▶ _AIM OF THE TASK_: Could you reproduce the lines below from the one with "Format: (40,430)" through the one with "Format: (304,321)"? Keep both ends and add nothing.

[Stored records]
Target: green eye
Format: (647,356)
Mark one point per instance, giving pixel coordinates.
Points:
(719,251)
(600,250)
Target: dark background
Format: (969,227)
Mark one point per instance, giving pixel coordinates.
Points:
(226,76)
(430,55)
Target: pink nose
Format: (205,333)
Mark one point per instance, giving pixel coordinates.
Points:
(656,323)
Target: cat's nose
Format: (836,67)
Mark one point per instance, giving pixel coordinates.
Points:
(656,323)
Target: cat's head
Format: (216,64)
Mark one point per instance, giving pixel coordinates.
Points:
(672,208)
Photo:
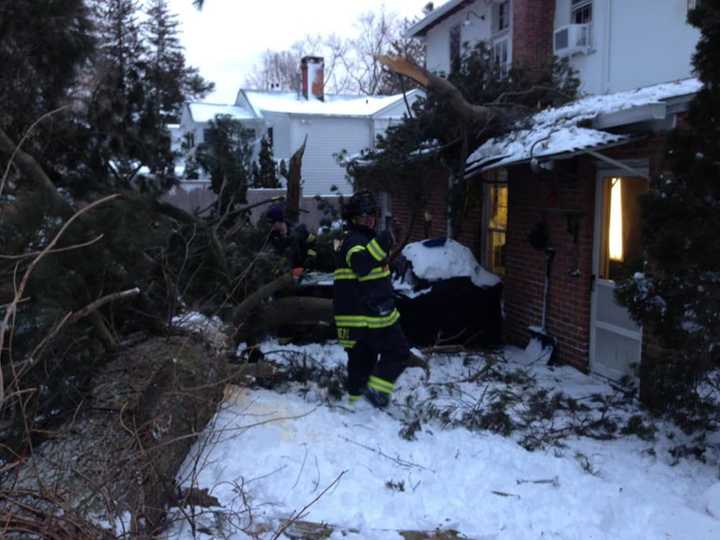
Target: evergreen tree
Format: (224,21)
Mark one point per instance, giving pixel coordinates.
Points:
(677,297)
(265,170)
(117,111)
(435,136)
(171,81)
(168,84)
(44,45)
(226,155)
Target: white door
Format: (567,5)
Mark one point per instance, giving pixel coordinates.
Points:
(615,339)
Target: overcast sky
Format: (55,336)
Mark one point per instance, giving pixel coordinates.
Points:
(226,38)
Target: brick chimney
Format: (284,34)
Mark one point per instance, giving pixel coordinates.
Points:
(533,25)
(313,77)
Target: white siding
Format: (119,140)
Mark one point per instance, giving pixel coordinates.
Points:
(326,137)
(437,39)
(636,43)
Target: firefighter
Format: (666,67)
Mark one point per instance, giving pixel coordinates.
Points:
(365,312)
(295,242)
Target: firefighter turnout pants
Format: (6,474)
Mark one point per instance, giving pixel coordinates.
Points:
(376,360)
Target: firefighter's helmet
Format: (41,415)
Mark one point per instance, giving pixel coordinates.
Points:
(362,203)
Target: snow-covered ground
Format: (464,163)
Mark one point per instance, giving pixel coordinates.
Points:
(436,458)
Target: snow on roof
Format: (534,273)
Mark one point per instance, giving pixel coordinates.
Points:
(334,105)
(434,17)
(451,259)
(204,112)
(557,130)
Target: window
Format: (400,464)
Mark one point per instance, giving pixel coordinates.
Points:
(501,16)
(496,196)
(581,12)
(622,246)
(455,39)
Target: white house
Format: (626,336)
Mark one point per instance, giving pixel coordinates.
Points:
(577,170)
(331,123)
(615,45)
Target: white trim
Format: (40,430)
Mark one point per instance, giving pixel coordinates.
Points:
(619,330)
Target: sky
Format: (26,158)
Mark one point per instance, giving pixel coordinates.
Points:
(226,38)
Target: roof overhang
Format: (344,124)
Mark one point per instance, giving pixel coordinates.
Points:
(570,152)
(435,17)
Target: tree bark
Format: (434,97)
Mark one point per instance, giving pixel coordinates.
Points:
(35,173)
(288,311)
(443,88)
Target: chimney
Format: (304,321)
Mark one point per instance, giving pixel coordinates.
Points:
(313,77)
(533,25)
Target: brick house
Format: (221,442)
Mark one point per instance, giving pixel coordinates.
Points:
(578,170)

▶ _OUTPUT OF THE EXERCISE_:
Format: (40,430)
Mark one point per instance, giving pixel coordinates.
Points:
(619,330)
Target: sky
Format: (26,158)
Mark one point per instance, giving pixel coordinates.
Points:
(226,38)
Target: roof overhang
Format: (344,124)
Mark one point per instance, giving pixel coordinates.
Points:
(570,152)
(435,17)
Target: tree bark
Format: (434,97)
Mark one point per instance, giving pixel coordinates.
Points:
(35,173)
(288,311)
(443,88)
Target: chimney
Format: (304,321)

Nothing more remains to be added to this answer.